Required tasks
**1)** Decide whether each statement agrees with the passage on Loomba's critique, answering yes or no and quoting the deciding words: (a) The quoted miner is from Bolivia. (b) Loomba denies the reality of global networks. (c) Institutions like the IMF and World Bank enforce market fundamentalism.
**2)** From the passage on Loomba's critique, reproduce the text precisely from "Loomba's Critique: The" up to and including "by colonial history.".

Document excerpt
------------------------------------------------
Loomba's Critique: The Lingering Ghosts of Empire

Loomba acknowledges the provocative nature of this thesis but offers a powerful critique, arguing that dismissing the center-margin model is not only premature but dangerous. She does not deny the reality of global networks but insists they operate on a landscape still brutally shaped by colonial history.

  1. The "New" Empire Feels Very Old: Loomba points to voices from the Global South that experience contemporary globalization not as a break from history, but as its continuation. She quotes an unemployed Bolivian miner who declares, "Globalization is just another name for submission and domination... We’ve had to live with that here for 500 years." The report details how free-market reforms in Bolivia, enforced by international financial institutions, led to increased poverty and unemployment, mirroring colonial extractive patterns.

  2. The Violence of "Market Fundamentalism": Drawing on economist P. Sainath, Loomba argues that the mobility of capital has created its own "market fundamentalism"—a rigid ideology as destructive and cross-border as any religious fundamentalism. This fundamentalism, enforced by institutions like the IMF and World Bank, has led to "imposition, disintegration, underdevelopment and appropriation" in the developing world, intensifying pre-existing global asymmetries.
------------------------------------------------
Pointing records:
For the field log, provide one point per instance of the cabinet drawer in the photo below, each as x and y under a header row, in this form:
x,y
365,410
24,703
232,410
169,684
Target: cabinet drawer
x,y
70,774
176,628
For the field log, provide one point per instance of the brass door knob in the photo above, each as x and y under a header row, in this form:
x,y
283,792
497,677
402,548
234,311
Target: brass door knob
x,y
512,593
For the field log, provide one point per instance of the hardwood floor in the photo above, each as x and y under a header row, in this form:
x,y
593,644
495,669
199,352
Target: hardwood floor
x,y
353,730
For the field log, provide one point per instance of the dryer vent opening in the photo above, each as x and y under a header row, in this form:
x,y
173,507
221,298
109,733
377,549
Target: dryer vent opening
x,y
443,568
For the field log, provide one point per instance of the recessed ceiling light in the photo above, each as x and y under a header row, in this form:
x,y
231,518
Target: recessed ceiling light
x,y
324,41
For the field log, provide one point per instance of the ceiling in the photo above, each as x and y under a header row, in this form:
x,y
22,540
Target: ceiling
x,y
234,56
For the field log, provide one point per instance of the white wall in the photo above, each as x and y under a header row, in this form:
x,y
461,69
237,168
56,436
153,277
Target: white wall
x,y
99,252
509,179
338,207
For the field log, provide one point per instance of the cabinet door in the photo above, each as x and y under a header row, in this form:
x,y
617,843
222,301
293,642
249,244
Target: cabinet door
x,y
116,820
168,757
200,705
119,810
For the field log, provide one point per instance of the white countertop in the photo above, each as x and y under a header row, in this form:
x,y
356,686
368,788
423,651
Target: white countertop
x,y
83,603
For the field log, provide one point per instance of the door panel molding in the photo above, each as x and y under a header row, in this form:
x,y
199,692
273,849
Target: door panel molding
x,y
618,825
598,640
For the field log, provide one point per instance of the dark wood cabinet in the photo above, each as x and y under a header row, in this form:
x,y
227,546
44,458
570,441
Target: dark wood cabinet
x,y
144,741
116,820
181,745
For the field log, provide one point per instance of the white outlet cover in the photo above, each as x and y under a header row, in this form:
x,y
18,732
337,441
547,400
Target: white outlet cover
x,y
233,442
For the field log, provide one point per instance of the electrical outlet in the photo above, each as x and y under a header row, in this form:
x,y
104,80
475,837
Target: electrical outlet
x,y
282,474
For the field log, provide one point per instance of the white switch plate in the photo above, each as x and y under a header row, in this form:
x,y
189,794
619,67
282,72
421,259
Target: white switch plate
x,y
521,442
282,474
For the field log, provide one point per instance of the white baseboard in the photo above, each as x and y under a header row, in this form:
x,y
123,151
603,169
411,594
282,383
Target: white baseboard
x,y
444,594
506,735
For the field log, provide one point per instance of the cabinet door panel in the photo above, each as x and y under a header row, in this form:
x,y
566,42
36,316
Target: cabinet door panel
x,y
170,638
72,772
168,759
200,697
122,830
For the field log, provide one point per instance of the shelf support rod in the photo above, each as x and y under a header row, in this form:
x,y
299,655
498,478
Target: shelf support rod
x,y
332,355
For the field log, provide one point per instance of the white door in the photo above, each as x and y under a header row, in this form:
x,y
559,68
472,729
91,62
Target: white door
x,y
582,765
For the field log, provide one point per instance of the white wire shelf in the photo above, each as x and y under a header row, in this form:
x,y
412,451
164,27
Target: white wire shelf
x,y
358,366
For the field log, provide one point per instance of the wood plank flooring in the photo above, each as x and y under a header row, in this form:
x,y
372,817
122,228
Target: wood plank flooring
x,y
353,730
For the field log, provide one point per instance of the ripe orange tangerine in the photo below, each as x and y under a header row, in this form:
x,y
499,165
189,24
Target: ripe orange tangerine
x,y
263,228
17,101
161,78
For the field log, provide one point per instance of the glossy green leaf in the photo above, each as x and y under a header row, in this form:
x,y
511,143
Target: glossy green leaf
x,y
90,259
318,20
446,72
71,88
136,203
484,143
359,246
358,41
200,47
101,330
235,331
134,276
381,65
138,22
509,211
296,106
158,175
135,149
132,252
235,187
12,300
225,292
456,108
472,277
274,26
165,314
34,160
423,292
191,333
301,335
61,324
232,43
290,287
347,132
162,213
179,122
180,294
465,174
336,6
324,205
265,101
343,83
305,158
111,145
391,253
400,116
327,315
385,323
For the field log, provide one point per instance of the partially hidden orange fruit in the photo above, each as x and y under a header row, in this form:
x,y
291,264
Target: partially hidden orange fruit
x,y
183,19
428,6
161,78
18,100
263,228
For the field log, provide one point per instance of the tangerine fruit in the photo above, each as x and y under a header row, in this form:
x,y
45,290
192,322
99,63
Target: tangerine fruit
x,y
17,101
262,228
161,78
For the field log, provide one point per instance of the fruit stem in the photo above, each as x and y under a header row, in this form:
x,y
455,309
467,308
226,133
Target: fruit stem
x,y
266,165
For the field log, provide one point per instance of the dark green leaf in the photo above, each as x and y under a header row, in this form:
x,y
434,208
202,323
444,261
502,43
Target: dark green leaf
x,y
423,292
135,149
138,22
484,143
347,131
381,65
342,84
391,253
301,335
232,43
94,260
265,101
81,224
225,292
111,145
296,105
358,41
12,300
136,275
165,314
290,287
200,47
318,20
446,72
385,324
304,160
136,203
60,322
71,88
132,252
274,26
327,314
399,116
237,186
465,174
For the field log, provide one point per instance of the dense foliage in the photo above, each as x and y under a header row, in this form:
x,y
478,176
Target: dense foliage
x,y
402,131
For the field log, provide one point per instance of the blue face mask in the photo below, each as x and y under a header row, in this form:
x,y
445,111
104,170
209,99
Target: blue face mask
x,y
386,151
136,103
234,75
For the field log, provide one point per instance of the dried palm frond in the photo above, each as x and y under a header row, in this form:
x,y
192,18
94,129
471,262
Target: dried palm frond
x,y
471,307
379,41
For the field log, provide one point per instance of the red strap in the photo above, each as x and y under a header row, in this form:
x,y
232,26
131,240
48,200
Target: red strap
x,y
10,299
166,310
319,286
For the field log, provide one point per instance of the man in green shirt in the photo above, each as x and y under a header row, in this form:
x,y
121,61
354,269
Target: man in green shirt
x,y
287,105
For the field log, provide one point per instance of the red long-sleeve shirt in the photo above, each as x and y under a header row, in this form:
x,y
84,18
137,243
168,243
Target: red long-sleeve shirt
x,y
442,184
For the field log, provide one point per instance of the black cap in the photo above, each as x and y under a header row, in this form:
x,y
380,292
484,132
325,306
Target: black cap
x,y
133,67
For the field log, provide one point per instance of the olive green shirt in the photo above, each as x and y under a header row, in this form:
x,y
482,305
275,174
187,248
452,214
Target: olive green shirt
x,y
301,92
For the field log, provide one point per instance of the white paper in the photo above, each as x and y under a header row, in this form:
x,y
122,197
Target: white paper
------------------------------------------------
Completed exercise
**1)**
(a) Yes: "She quotes an unemployed Bolivian miner"
(b) No: "She does not deny the reality of global networks"
(c) Yes: "enforced by institutions like the IMF and World Bank"

**2)**
Loomba's Critique: The Lingering Ghosts of Empire

Loomba acknowledges the provocative nature of this thesis but offers a powerful critique, arguing that dismissing the center-margin model is not only premature but dangerous. She does not deny the reality of global networks but insists they operate on a landscape still brutally shaped by colonial history.